Exercise requirements:
(a) In the passage about call waiting, why does the signal that another person is waiting to speak to the sister act as an irresistible lure?
(b) Locate every line of the records that contains the word "wall", and copy each one. Case counts.

Text block:
>>>>>

For a few moments she talks bravely on. We both pretend there's nothing wrong. I begin to wonder how long she can hold out. She's never been known to resist a ringing telephone. So when she's already on the phone and gets a signal that there's another person waiting to speak to her, it represents an irresistible lure.

Meanwhile, I am waiting to see whether she will let the other person get the message that Woken Up Sister, Long Distance, takes priority.

Desperation is creeping into her voice. "The A R man came from ners."

Finally she cracks. "I'm sorr I'll just see that is." She is gone, and I am left waiting. Will she choose me or them? Then she's back on the line. I made the grade. The insistent Call Waiting bleep is like a party guest who stands by your elbow, refusing to go away until you have acknowledged or introduced them into your conversation. In fact, it's like a party guest whose name you have forgotten, introducing an element of helpless panic into your conversation.

As a caller, when you hear that soothing, authoritative woman intoning "The Other Person Knows You Are Waiting", you have a choice to make. Will they consider you worth interrupting their conversation for? How long should you wait, imagining them muttering about the interruption, before you go?

When my sister finally interrupts her conversation to check out the call, will she disguise her disappointment that it wasn't the A&R man?

<<<<<

(Records from a collection)
>>>>>

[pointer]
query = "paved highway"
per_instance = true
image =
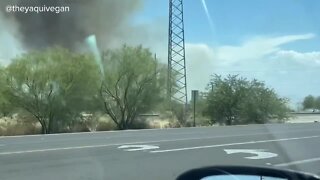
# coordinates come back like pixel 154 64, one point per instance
pixel 158 154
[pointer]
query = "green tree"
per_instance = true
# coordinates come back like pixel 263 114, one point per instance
pixel 309 102
pixel 133 84
pixel 6 107
pixel 235 100
pixel 53 85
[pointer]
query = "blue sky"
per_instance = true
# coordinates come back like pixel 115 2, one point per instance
pixel 235 20
pixel 276 41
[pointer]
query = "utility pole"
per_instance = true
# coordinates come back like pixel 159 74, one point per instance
pixel 177 78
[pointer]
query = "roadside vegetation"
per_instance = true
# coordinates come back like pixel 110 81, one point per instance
pixel 58 91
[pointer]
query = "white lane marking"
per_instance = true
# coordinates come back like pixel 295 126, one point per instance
pixel 137 147
pixel 137 130
pixel 259 153
pixel 298 162
pixel 232 144
pixel 142 142
pixel 181 139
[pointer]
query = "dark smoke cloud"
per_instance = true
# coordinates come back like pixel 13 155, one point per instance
pixel 104 18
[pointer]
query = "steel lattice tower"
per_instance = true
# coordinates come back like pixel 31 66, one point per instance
pixel 176 54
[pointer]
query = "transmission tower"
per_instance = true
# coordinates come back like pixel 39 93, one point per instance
pixel 177 80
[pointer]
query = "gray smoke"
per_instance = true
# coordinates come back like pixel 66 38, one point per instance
pixel 104 18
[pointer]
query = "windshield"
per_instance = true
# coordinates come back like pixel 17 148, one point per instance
pixel 148 89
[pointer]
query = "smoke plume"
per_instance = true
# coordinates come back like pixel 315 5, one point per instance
pixel 104 18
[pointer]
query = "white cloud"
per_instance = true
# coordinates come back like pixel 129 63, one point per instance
pixel 261 57
pixel 308 58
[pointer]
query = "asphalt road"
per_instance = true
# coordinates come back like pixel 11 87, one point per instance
pixel 158 154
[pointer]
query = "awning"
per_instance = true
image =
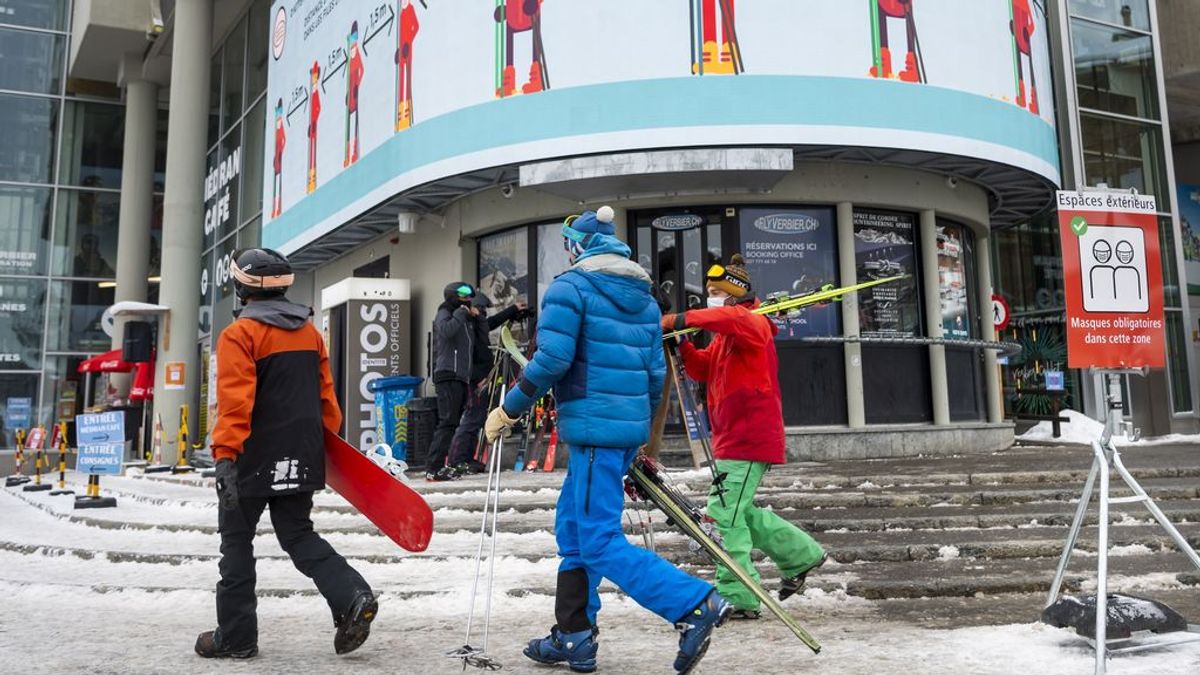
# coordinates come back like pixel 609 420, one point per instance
pixel 108 362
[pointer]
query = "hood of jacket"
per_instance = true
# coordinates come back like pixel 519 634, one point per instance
pixel 277 312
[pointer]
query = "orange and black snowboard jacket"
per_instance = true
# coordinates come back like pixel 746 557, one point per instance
pixel 275 394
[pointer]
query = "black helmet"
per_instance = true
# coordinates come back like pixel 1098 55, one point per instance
pixel 261 273
pixel 459 292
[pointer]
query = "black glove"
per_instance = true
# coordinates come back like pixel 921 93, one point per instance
pixel 227 484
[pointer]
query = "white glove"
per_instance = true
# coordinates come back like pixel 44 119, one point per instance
pixel 498 424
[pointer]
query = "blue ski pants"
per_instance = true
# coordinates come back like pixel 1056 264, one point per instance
pixel 591 539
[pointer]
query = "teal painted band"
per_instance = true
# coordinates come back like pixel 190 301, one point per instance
pixel 672 103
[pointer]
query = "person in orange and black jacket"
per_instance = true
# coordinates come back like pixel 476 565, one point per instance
pixel 275 396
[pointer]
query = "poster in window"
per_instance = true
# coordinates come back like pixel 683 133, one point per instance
pixel 504 272
pixel 952 280
pixel 793 251
pixel 885 246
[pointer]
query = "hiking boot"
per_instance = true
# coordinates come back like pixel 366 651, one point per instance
pixel 207 645
pixel 696 629
pixel 354 627
pixel 579 650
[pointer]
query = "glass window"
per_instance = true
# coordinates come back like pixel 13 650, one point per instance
pixel 1115 70
pixel 93 144
pixel 51 15
pixel 232 71
pixel 251 193
pixel 258 47
pixel 85 234
pixel 1129 13
pixel 76 310
pixel 24 230
pixel 22 323
pixel 33 60
pixel 885 245
pixel 504 270
pixel 16 386
pixel 1123 154
pixel 30 127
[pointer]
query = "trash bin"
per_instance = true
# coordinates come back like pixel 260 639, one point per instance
pixel 391 412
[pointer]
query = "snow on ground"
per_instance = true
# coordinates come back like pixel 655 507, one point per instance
pixel 129 590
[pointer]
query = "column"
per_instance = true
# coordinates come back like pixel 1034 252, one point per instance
pixel 990 368
pixel 856 408
pixel 184 210
pixel 931 288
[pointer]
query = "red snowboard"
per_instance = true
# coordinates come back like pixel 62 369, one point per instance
pixel 387 502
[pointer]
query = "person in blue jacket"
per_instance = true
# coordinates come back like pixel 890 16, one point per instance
pixel 599 346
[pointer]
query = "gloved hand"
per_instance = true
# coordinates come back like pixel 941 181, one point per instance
pixel 498 424
pixel 227 484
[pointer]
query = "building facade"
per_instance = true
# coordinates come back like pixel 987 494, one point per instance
pixel 827 142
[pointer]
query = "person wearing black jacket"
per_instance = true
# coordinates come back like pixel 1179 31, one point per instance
pixel 454 338
pixel 463 444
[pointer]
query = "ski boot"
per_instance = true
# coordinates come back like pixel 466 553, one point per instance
pixel 535 83
pixel 696 629
pixel 885 70
pixel 354 627
pixel 910 72
pixel 207 645
pixel 792 585
pixel 579 650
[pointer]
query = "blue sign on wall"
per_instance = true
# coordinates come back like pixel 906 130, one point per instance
pixel 101 442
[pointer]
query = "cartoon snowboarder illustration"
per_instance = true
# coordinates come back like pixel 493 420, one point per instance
pixel 353 81
pixel 405 36
pixel 313 115
pixel 709 57
pixel 1023 27
pixel 514 17
pixel 913 66
pixel 281 139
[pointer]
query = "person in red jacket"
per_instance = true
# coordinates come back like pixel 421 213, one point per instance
pixel 405 36
pixel 353 81
pixel 745 410
pixel 313 115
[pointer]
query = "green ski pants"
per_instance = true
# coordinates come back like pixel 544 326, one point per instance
pixel 745 526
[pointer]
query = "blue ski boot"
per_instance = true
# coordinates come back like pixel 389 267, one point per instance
pixel 579 650
pixel 696 628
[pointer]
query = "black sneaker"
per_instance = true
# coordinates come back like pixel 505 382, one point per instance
pixel 792 585
pixel 207 646
pixel 354 627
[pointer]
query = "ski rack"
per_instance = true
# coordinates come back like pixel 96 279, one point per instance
pixel 1107 459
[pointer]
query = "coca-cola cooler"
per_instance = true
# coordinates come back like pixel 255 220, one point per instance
pixel 367 327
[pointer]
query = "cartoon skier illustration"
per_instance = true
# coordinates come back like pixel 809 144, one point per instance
pixel 281 139
pixel 514 17
pixel 1023 27
pixel 709 57
pixel 882 11
pixel 405 36
pixel 313 115
pixel 353 81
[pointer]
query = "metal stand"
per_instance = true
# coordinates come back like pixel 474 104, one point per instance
pixel 1105 459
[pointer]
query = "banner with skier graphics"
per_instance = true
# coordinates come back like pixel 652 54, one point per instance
pixel 366 100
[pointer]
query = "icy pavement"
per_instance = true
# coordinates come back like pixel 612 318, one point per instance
pixel 126 590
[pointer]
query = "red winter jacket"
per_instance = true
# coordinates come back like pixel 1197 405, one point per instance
pixel 742 370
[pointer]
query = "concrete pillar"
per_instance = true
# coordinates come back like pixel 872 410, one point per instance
pixel 847 269
pixel 184 210
pixel 137 197
pixel 990 369
pixel 931 288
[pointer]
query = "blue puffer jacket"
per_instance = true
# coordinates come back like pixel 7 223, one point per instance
pixel 599 345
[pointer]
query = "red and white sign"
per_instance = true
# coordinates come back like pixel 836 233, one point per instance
pixel 1000 312
pixel 1114 280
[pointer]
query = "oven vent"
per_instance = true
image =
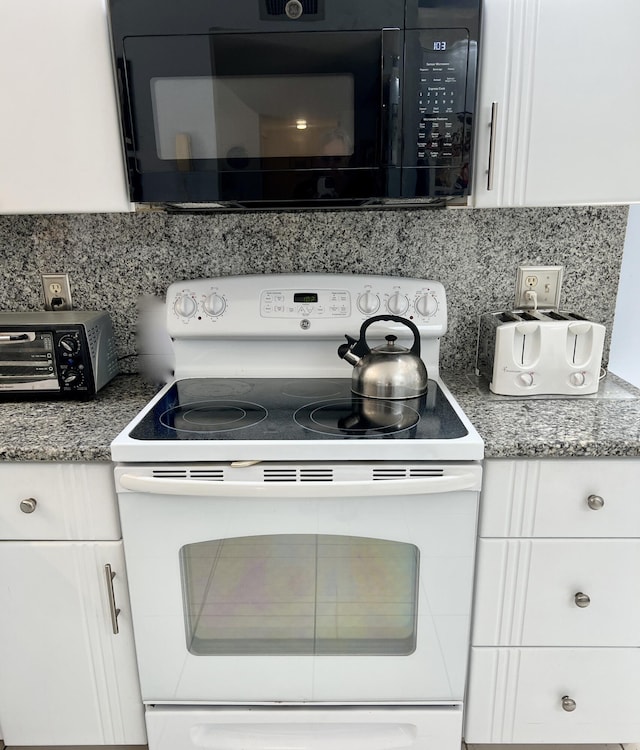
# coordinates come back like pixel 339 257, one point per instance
pixel 404 472
pixel 298 475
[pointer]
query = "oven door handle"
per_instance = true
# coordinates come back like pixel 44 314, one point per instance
pixel 397 487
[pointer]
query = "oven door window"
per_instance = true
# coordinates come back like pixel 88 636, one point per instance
pixel 300 594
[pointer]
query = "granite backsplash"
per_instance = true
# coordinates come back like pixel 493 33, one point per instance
pixel 115 259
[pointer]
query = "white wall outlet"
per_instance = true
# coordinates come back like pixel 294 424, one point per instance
pixel 57 291
pixel 538 286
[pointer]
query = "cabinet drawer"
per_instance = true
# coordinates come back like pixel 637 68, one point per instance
pixel 561 498
pixel 52 501
pixel 527 593
pixel 516 695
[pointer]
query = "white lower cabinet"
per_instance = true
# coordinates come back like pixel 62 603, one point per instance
pixel 67 658
pixel 555 654
pixel 543 695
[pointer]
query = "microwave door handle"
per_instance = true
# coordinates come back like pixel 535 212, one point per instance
pixel 391 100
pixel 453 482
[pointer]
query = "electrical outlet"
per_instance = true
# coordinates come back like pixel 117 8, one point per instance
pixel 57 291
pixel 538 286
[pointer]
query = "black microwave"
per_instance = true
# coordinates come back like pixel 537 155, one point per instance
pixel 319 103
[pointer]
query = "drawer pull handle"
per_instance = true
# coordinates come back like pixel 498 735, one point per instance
pixel 110 575
pixel 595 502
pixel 28 505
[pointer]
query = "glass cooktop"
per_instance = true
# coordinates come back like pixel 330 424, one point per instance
pixel 300 409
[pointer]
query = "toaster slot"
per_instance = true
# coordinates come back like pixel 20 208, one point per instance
pixel 580 344
pixel 526 343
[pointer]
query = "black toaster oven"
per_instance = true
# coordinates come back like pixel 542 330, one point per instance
pixel 56 354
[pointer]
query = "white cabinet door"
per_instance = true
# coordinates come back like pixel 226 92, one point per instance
pixel 562 78
pixel 67 678
pixel 557 592
pixel 577 497
pixel 522 695
pixel 61 144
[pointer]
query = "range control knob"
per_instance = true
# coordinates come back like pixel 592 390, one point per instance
pixel 185 306
pixel 214 305
pixel 72 378
pixel 397 304
pixel 368 303
pixel 577 378
pixel 427 305
pixel 69 344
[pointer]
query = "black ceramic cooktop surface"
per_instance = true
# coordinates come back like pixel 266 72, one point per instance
pixel 285 409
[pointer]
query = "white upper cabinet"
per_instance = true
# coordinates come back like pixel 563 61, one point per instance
pixel 61 146
pixel 562 78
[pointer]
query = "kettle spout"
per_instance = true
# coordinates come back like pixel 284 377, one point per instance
pixel 344 351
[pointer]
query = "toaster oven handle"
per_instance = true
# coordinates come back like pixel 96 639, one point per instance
pixel 391 97
pixel 372 488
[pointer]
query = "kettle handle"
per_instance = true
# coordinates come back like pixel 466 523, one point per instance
pixel 361 348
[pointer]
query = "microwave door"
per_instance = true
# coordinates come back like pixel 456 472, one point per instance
pixel 255 117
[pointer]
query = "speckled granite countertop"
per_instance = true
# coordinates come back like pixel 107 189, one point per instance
pixel 606 425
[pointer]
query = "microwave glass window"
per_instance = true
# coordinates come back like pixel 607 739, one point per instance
pixel 300 594
pixel 253 117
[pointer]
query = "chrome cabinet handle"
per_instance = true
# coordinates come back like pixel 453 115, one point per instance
pixel 28 505
pixel 595 502
pixel 492 144
pixel 110 575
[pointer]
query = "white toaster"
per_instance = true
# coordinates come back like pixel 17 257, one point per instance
pixel 550 352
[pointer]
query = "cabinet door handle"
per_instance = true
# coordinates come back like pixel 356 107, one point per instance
pixel 492 144
pixel 28 505
pixel 110 575
pixel 582 600
pixel 595 502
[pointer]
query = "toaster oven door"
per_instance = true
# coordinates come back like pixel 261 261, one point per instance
pixel 27 361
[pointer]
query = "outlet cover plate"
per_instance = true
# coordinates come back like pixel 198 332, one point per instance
pixel 57 291
pixel 545 281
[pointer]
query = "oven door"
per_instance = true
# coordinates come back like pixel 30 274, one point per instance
pixel 245 117
pixel 302 591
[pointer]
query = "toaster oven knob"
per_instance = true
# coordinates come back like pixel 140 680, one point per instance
pixel 69 345
pixel 72 378
pixel 185 306
pixel 577 378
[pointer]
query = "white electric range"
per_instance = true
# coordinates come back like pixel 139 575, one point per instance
pixel 300 572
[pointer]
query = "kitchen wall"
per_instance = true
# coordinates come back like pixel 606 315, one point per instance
pixel 115 259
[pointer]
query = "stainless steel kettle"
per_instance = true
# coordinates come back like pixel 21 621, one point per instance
pixel 389 371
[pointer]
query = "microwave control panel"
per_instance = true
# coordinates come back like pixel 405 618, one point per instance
pixel 443 123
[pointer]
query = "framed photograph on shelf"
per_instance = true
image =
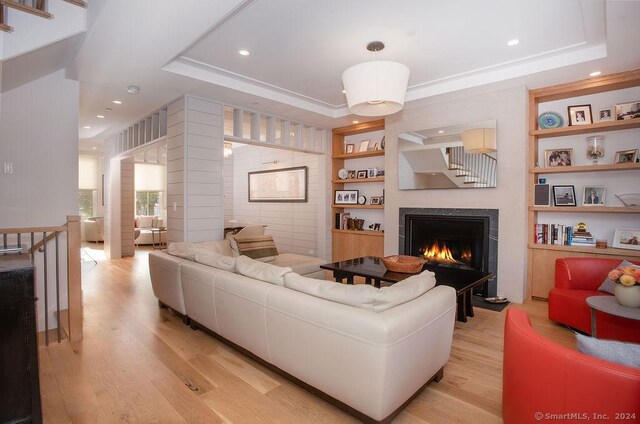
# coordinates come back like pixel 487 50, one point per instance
pixel 593 195
pixel 628 110
pixel 627 238
pixel 557 157
pixel 626 156
pixel 542 195
pixel 345 197
pixel 564 196
pixel 580 115
pixel 605 114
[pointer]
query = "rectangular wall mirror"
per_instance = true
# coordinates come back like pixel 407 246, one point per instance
pixel 458 156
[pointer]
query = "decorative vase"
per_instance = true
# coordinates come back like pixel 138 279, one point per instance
pixel 627 295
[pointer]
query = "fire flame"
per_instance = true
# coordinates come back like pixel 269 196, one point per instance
pixel 443 254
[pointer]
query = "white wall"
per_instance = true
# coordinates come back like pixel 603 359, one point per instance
pixel 39 135
pixel 509 107
pixel 295 227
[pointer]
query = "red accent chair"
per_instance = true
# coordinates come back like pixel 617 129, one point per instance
pixel 541 376
pixel 578 278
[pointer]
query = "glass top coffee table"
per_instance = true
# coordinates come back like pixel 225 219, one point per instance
pixel 374 272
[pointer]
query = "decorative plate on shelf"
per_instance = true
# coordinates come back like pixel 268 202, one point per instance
pixel 550 120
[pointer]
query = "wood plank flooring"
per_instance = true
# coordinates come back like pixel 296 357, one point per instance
pixel 138 363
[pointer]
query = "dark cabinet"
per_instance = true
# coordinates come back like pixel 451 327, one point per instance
pixel 19 382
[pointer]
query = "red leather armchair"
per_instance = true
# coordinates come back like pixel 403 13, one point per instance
pixel 543 377
pixel 578 278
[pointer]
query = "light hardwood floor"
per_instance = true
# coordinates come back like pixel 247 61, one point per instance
pixel 138 363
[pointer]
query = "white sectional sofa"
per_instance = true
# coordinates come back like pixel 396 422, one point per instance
pixel 369 350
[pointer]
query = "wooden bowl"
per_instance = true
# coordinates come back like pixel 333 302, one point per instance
pixel 403 263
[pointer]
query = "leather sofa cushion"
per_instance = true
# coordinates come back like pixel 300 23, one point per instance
pixel 300 264
pixel 261 271
pixel 187 250
pixel 257 247
pixel 216 260
pixel 362 295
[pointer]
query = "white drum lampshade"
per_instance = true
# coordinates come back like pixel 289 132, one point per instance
pixel 376 88
pixel 479 140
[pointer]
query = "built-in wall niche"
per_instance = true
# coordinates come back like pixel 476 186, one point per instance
pixel 457 156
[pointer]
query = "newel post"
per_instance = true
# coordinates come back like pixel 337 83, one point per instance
pixel 74 277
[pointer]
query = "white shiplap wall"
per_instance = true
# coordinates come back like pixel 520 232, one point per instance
pixel 194 170
pixel 295 227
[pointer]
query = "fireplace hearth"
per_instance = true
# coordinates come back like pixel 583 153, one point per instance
pixel 459 238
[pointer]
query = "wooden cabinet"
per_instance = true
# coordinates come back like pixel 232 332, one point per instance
pixel 19 385
pixel 347 244
pixel 541 257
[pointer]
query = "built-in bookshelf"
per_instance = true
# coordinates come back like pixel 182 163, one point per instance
pixel 621 135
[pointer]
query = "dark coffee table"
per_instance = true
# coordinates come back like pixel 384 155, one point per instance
pixel 374 272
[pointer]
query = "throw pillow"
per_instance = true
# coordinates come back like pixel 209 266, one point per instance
pixel 256 247
pixel 216 260
pixel 145 222
pixel 608 285
pixel 261 271
pixel 222 247
pixel 182 249
pixel 627 354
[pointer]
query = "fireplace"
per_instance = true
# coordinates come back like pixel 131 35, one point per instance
pixel 460 238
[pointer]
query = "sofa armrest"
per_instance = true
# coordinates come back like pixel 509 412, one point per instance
pixel 541 376
pixel 583 273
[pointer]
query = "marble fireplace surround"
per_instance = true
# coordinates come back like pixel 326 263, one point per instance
pixel 492 214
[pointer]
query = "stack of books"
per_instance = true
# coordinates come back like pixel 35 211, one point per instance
pixel 553 234
pixel 583 238
pixel 341 220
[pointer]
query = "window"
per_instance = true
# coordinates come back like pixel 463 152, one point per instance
pixel 85 201
pixel 148 202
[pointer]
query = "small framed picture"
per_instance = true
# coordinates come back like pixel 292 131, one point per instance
pixel 628 110
pixel 564 196
pixel 557 157
pixel 626 156
pixel 542 195
pixel 605 114
pixel 593 195
pixel 346 197
pixel 580 115
pixel 627 238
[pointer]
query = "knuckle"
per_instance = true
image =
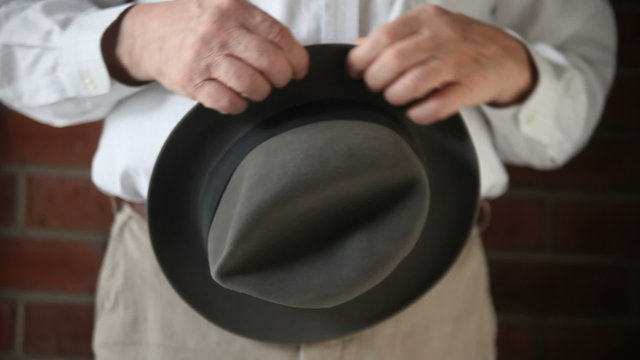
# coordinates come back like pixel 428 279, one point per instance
pixel 432 10
pixel 393 98
pixel 387 34
pixel 277 33
pixel 415 81
pixel 394 60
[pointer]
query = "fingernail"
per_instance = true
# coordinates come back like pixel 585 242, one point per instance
pixel 353 71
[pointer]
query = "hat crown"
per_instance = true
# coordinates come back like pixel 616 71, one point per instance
pixel 319 214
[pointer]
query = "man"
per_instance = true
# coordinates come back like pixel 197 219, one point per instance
pixel 529 77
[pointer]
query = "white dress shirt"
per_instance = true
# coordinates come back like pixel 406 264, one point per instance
pixel 51 68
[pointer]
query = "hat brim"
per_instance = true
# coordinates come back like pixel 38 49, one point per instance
pixel 196 146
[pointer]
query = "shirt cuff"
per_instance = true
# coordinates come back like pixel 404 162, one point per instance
pixel 536 117
pixel 82 67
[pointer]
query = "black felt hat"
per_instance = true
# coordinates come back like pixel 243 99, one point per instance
pixel 315 213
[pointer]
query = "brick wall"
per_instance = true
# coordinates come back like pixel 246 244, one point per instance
pixel 563 246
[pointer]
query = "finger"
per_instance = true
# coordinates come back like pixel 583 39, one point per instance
pixel 363 55
pixel 264 56
pixel 397 59
pixel 442 104
pixel 215 95
pixel 242 78
pixel 417 82
pixel 266 26
pixel 360 41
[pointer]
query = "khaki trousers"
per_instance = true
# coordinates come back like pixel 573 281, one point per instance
pixel 139 316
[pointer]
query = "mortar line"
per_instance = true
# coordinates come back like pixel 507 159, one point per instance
pixel 19 329
pixel 21 199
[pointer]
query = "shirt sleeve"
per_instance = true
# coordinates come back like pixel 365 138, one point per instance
pixel 51 65
pixel 573 45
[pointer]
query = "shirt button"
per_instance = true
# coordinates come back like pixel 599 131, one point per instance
pixel 90 83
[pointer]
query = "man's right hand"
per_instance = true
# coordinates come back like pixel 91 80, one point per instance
pixel 222 53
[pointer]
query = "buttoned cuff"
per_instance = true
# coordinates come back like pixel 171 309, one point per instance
pixel 536 117
pixel 82 67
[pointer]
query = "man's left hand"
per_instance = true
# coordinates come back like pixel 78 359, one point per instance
pixel 441 62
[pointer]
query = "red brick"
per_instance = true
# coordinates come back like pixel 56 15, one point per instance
pixel 515 224
pixel 628 34
pixel 603 164
pixel 622 105
pixel 23 140
pixel 58 329
pixel 6 326
pixel 560 289
pixel 66 203
pixel 592 342
pixel 7 200
pixel 596 227
pixel 514 341
pixel 49 265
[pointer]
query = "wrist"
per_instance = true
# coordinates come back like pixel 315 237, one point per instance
pixel 524 74
pixel 117 50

<<<<<

List of solutions:
(a) She has never been known to resist a ringing telephone. So even when she is already on the phone, the signal of another caller waiting is more than she can resist.

(b)
query = "blue sign on wall"
query = "white wall outlet"
query = "kitchen wall"
query = "rectangular wall mirror"
query = "white wall"
query = "built-in wall niche"
query = "white shiplap wall"
query = "brick wall"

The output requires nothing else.